* [EXERCISE PROMPT] Arrange every one of the following records as a numbered list, leaving out any blank lines.
start
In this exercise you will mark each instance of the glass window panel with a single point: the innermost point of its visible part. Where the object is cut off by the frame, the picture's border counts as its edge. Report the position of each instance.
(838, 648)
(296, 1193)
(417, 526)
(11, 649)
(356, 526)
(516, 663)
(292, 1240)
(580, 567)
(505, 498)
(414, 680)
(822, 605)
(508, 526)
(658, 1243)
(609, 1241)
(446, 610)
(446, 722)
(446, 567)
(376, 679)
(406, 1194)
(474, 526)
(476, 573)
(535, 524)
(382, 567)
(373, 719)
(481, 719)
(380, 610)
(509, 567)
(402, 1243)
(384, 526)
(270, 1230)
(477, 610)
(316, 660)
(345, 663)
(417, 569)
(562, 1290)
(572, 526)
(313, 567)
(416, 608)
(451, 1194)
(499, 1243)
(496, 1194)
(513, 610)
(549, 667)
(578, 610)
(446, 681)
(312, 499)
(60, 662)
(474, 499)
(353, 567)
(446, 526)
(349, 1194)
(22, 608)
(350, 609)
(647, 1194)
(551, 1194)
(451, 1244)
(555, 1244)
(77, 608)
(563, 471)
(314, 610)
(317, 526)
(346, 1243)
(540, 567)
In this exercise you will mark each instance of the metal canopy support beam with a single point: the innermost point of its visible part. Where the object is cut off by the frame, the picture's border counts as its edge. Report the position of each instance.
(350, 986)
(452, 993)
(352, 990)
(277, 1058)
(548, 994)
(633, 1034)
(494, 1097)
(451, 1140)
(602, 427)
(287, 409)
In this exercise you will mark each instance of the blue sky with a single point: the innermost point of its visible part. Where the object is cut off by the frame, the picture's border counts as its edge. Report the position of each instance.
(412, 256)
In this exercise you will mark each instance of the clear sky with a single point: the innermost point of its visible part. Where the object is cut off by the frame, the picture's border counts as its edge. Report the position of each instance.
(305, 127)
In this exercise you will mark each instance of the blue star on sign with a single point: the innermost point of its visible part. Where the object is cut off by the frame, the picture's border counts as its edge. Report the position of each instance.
end
* [FULL RESPONSE]
1. In this exercise you will mark each instance of the glass window panel with a single point: the innermost point of its visible part. Where the object is cut off by the frame, the picture's border counts as its edge. Report the position of each instance.
2. (838, 648)
3. (296, 1193)
4. (417, 526)
5. (11, 649)
6. (356, 526)
7. (516, 663)
8. (292, 1240)
9. (580, 567)
10. (505, 498)
11. (414, 680)
12. (822, 605)
13. (508, 526)
14. (658, 1243)
15. (609, 1241)
16. (446, 610)
17. (446, 722)
18. (446, 567)
19. (376, 679)
20. (406, 1194)
21. (474, 526)
22. (476, 573)
23. (535, 524)
24. (382, 567)
25. (373, 719)
26. (481, 719)
27. (380, 610)
28. (509, 567)
29. (402, 1243)
30. (384, 526)
31. (270, 1230)
32. (477, 610)
33. (316, 660)
34. (345, 663)
35. (417, 569)
36. (562, 1290)
37. (572, 526)
38. (313, 567)
39. (416, 608)
40. (451, 1194)
41. (499, 1243)
42. (496, 1194)
43. (513, 610)
44. (549, 667)
45. (578, 610)
46. (446, 681)
47. (312, 499)
48. (60, 662)
49. (474, 499)
50. (353, 567)
51. (446, 526)
52. (349, 1194)
53. (22, 608)
54. (350, 609)
55. (647, 1194)
56. (551, 1194)
57. (451, 1244)
58. (555, 1244)
59. (77, 608)
60. (563, 471)
61. (314, 610)
62. (317, 526)
63. (346, 1243)
64. (540, 567)
65. In this exercise you will mark each instance of the metal canopy support beam with a single point: the innermost point of its visible part. Where the object is cut off by the frame, the picture's border counts as its edge. Report the position of each instance.
66. (350, 986)
67. (452, 993)
68. (352, 990)
69. (277, 1058)
70. (548, 994)
71. (633, 1034)
72. (494, 1097)
73. (451, 1140)
74. (602, 427)
75. (287, 409)
76. In this exercise you will mark each instance of the blue sky with a single point: the innermost point of its visible part. Where the object is cut off by the frame, the picture's border counts as its edge. Report the position of each instance.
77. (412, 256)
78. In this exercise you will mark each instance of the clear sky with a single point: the innermost point of its visible part. Where the object is cut off by the frame, the picture's border counts as its edge. Report the position of each instance.
79. (305, 127)
80. In this exercise you will mark each instance of the blue star on sign with a single point: the innermost point of its visible part. Where the object is cut off by the frame, the picture's border counts as its edge. Report the position of each instance.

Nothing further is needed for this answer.